広報はぼろ2025年5月号掲載のコラム記事
ベテラン芸能人の方の病気による休養が相次いでいます。「食道癌」での休養を発表された方がいますが、テレビで見て声がかすれている様子から少し気になっていました。
食道癌は、口から入った食べ物が胃へと運ばれる通り道である「食道」にできる癌です。胃や大腸よりは少ないものの、日本では毎年およそ2万人以上が診断されており、進行が早く、発見された時にはすでに治療が難しいこともあります。
食道癌の最も大きなリスクが「飲酒」と「喫煙」です。日本人はアルコールを分解する酵素の働きが弱い体質の方が多く、特にお酒を飲むと顔が赤くなる人は、危険度がより高いとされています。また、たばこを吸うことで食道の粘膜が慢性的に傷つけられ、これが癌の引き金になることもあります。さらに、熱すぎる飲み物や食べ物を習慣的に口にする方も、粘膜がダメージを受けやすく注意が必要です。食道癌ができやすいのは食道の真ん中です。食道はたわみやすい臓器で、体を横にすると真ん中に液体が溜まります。例えば飲酒後ならそこにアルコールなどが溜まりやすいことも一因と推測されます。飲酒後にはしっかりと水分を摂るのが良いかもしれませんが、有効性を証明したものはないようです。

[コレクションから取り出した項目]
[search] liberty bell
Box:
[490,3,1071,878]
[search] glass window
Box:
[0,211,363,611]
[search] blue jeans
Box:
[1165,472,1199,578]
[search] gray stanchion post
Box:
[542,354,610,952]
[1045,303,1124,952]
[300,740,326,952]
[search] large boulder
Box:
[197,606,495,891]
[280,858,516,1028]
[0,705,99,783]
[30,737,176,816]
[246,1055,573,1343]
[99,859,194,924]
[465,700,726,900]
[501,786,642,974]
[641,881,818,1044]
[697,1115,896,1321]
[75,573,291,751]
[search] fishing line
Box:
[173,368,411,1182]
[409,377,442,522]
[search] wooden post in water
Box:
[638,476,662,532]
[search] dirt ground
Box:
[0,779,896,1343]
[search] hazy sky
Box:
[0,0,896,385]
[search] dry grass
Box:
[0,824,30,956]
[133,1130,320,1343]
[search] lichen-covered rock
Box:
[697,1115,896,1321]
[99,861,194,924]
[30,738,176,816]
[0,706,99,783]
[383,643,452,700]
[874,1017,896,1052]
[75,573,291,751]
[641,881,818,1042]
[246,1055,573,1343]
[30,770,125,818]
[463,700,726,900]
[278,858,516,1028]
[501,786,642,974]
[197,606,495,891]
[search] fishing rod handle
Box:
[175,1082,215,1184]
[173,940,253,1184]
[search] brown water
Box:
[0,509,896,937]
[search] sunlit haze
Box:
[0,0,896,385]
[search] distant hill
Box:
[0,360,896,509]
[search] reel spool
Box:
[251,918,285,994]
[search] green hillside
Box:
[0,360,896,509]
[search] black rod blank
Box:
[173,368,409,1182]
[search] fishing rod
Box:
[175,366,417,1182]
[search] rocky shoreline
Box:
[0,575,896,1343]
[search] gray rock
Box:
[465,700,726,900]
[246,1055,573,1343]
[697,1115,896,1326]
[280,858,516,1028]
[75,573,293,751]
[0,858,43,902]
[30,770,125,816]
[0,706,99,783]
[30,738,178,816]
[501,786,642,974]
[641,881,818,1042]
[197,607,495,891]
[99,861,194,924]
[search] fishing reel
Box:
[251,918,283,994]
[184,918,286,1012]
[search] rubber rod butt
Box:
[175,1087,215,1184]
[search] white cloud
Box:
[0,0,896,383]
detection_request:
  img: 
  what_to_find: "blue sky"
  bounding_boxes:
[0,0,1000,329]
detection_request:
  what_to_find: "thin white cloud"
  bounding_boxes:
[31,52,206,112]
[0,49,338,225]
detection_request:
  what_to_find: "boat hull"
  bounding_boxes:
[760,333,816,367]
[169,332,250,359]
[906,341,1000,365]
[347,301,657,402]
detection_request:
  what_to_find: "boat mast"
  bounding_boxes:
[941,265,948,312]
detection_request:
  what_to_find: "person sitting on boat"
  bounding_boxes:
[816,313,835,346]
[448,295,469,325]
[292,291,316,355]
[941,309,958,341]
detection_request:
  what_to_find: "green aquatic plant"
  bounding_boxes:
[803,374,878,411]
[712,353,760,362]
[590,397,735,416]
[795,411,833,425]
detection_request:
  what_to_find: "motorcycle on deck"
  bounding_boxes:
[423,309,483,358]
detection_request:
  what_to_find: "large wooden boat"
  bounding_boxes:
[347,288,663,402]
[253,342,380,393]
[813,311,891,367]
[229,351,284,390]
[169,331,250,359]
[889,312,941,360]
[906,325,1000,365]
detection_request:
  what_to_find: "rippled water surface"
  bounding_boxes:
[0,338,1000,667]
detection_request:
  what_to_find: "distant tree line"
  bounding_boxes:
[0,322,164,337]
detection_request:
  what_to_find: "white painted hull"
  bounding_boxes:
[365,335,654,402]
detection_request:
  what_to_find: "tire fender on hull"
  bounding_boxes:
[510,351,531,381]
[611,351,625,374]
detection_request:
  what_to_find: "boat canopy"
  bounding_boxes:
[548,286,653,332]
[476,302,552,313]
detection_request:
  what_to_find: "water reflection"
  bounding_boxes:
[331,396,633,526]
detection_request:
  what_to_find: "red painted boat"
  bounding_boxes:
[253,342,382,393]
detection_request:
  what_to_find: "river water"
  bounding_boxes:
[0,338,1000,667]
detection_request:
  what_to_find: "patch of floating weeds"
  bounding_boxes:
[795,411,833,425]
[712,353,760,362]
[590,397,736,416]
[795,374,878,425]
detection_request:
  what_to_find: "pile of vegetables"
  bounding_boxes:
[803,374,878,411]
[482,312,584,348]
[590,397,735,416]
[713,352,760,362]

▶ **取り組む課題**
a: 食道癌のコラムが、食道癌のリスクや注意が必要な習慣として挙げているものをすべて書き出せ。
b: 食道癌のコラムによると、食道癌が食道の真ん中にできやすい一因は何だと推測されているか。1～3文で説明せよ。
c: 食道癌のコラムの続きを書け。
上の資料は食道癌のコラムとは別のものである。

▶ **課題別の解答**
a:
・飲酒
・喫煙
・熱すぎる飲み物や食べ物を習慣的に口にすること

b: 食道はたわみやすい臓器で、体を横にすると真ん中に液体が溜まる。そのため、例えば飲酒後ならそこにアルコールなどが溜まりやすいことが一因と推測されている。

c:
「バレット食道」と呼ばれる状態もリスクとなります。胃酸が食道へ逆流する状態を長年繰り返すことにより、食道の粘膜が胃の粘膜のような形に変化してしまい、そこに食道癌が発生することがあります。日頃から胸焼けやのどの違和感、酸っぱいものが上がってくる感じが続く方は、内視鏡検査を受けておくことをおすすめします。
初期は自覚がないことが多く、症状が出始めたときには進行しているケースが多くあります。代表的な症状として、「食べ物が飲み込みにくい」「胸につかえる感じがする」といったものがあります。また、癌が神経や他の臓器に広がってくると、声のかすれ、咳、血痰、体重減少が現れます。
食道癌の診断には、まず胃カメラが行われます。食道の中を直接観察し、疑わしい部分があればその場で組織を採取し、顕微鏡で詳しく調べます。
治療は、ごく初期であれば内視鏡による病変の切除、進行した食道癌の場合は、外科的な手術や、抗がん剤と放射線を組み合わせた治療が行われます。患者さんの体の状態によっては、手術を避けて放射線や抗がん剤のみで治療します。
いずれの治療を選ぶ場合も、重要なのは早期発見です。そのためには、特にリスクの高い、お酒をよく飲む方、喫煙習慣がある方、逆流性食道炎の症状が長引く方は、年に1回の内視鏡検査を受けることが非常に有効です。